Top of TEXT

Crawdad is built to protect AI agents in adversarial environments. This page describes how we protect you and your data.
Security Overview
Crawdad is a local security tool for teams deploying autonomous AI agents. The sidecar runs entirely on your machine. Only signed metering packets (event counts, Ed25519-signed, sequence-numbered) transmit upstream. Raw prompts, responses, action parameters, and PII never leave your machine. This is enforced by architecture, not policy — even Crawdad as a company cannot see your content. The system is implemented in Rust for memory safety; 1,201 tests across 17 crates.
Five architectural invariants are property-tested over 1,000,000 iterations on every release by the crawdad-zk-verify crate. A standalone getcrawdad/zk-verify MIT reproducer is on the roadmap so any operator can confirm the invariants against a running sidecar independently.

Bottom of TEXT
Top of SUPPLIED MATERIAL

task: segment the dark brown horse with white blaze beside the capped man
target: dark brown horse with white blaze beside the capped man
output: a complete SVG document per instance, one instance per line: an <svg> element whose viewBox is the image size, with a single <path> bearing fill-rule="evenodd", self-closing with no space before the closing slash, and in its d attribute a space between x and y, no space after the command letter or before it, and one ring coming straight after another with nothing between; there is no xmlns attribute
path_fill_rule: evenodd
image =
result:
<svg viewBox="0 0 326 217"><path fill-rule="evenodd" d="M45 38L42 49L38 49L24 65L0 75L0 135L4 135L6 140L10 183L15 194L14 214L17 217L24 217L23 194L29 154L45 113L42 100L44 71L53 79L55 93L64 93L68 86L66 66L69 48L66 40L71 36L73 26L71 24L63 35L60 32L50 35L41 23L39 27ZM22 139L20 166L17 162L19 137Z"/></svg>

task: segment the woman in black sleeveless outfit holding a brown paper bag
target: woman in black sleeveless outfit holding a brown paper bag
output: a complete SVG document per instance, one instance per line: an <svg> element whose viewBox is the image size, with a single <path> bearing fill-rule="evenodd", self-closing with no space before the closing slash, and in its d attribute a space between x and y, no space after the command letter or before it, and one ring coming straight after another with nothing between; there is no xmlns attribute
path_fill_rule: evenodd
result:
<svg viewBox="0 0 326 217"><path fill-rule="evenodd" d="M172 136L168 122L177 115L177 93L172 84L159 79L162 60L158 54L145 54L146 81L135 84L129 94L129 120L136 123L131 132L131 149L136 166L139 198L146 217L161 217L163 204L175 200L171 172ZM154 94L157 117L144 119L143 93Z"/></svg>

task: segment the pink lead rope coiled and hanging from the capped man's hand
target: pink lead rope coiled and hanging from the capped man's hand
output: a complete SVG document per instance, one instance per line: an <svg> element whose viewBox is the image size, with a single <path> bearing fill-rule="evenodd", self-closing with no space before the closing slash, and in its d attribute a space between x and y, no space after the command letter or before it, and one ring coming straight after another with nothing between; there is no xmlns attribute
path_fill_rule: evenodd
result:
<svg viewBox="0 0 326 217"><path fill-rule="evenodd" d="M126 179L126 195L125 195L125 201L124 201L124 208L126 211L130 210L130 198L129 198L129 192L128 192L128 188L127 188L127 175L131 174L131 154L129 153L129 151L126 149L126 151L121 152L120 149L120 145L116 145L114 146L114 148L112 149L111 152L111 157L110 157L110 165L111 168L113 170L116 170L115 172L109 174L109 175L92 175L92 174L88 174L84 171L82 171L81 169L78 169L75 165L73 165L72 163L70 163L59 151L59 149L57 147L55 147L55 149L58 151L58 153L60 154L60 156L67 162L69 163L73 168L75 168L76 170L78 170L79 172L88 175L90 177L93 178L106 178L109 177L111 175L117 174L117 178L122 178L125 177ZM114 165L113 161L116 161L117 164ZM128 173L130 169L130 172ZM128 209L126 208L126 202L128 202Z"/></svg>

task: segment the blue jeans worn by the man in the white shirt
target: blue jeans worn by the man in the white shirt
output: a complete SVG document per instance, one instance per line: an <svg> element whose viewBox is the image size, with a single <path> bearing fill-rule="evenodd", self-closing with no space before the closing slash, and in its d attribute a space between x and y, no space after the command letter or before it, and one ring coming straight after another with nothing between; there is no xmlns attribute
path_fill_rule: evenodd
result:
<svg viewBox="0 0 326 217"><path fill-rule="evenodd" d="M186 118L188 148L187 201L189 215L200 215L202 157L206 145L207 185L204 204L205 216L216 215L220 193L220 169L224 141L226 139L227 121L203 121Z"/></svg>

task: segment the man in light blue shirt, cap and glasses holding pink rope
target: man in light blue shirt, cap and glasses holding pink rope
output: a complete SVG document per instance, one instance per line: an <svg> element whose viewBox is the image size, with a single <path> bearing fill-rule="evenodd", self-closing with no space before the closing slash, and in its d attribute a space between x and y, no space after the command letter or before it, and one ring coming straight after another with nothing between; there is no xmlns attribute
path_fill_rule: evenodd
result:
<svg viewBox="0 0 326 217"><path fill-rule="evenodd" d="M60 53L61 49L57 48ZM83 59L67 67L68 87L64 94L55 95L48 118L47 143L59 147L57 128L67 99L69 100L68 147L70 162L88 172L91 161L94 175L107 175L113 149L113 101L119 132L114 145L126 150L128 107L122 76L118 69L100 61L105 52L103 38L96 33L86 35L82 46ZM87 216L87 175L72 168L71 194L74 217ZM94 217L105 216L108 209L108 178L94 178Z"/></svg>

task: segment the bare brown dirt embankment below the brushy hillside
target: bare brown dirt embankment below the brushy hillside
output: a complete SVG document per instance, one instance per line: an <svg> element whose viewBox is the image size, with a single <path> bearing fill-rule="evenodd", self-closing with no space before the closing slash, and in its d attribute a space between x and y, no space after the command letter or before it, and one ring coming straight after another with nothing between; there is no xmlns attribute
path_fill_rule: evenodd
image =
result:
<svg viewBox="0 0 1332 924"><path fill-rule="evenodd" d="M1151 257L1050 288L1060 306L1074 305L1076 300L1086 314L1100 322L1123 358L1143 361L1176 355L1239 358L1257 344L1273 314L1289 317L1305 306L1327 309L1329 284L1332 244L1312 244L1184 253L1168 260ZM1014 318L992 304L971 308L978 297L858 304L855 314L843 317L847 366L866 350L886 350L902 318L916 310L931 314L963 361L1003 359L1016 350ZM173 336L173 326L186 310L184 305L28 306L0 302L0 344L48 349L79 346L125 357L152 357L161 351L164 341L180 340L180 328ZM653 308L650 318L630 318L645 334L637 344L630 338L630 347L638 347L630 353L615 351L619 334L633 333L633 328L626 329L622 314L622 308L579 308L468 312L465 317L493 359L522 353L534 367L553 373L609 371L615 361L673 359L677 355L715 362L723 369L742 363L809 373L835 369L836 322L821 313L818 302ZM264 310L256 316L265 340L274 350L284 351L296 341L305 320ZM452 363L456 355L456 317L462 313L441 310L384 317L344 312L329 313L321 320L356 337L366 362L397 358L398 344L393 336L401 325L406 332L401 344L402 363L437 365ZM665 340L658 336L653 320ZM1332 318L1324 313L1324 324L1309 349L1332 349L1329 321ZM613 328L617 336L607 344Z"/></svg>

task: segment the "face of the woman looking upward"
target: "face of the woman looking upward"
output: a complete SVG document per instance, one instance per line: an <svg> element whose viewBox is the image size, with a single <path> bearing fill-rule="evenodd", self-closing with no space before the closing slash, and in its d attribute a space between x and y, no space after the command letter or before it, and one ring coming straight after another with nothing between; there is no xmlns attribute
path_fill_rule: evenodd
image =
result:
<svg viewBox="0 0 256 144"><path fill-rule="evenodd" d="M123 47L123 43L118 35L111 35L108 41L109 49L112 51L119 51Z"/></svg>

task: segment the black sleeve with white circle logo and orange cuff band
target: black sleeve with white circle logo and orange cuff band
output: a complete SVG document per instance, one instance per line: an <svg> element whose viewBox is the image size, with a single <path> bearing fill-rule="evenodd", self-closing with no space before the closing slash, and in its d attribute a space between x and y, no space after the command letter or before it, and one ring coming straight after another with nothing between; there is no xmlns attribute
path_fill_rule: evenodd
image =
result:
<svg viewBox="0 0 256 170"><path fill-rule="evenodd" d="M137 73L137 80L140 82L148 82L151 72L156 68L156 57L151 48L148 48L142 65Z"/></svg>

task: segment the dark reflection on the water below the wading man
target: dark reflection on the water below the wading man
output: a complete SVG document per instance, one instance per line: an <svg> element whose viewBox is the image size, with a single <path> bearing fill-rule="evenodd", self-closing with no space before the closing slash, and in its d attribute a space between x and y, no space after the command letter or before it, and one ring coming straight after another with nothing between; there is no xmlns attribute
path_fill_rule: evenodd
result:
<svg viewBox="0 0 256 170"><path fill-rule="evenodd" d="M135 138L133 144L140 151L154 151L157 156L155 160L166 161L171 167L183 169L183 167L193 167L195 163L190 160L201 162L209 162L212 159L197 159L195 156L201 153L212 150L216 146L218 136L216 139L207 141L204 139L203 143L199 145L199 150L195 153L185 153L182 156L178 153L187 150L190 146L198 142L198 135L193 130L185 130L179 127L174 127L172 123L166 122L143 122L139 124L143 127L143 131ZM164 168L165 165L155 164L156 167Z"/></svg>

Bottom of SUPPLIED MATERIAL

_WORK TASK 1_
Based on the security overview, decide whether each statement is true. Answer yes or no for each, and quote the words from the text that decide it. (a) The Crawdad sidecar runs on a remote server. (b) The system is implemented in Rust. (c) The architectural invariants are property-tested over 1,000 iterations.
_WORK TASK 2_
Repeat the part of the security overview starting with "Five architectural invariants" and going on through "running sidecar independently.".
_WORK TASK 3_
According to the security overview, which crate property-tests the five architectural invariants?

_ANSWER 1_
(a) No: "The sidecar runs entirely on your machine."
(b) Yes: "The system is implemented in Rust for memory safety"
(c) No: "property-tested over 1,000,000 iterations on every release"

_ANSWER 2_
Five architectural invariants are property-tested over 1,000,000 iterations on every release by the crawdad-zk-verify crate. A standalone getcrawdad/zk-verify MIT reproducer is on the roadmap so any operator can confirm the invariants against a running sidecar independently.

_ANSWER 3_
The crawdad-zk-verify crate.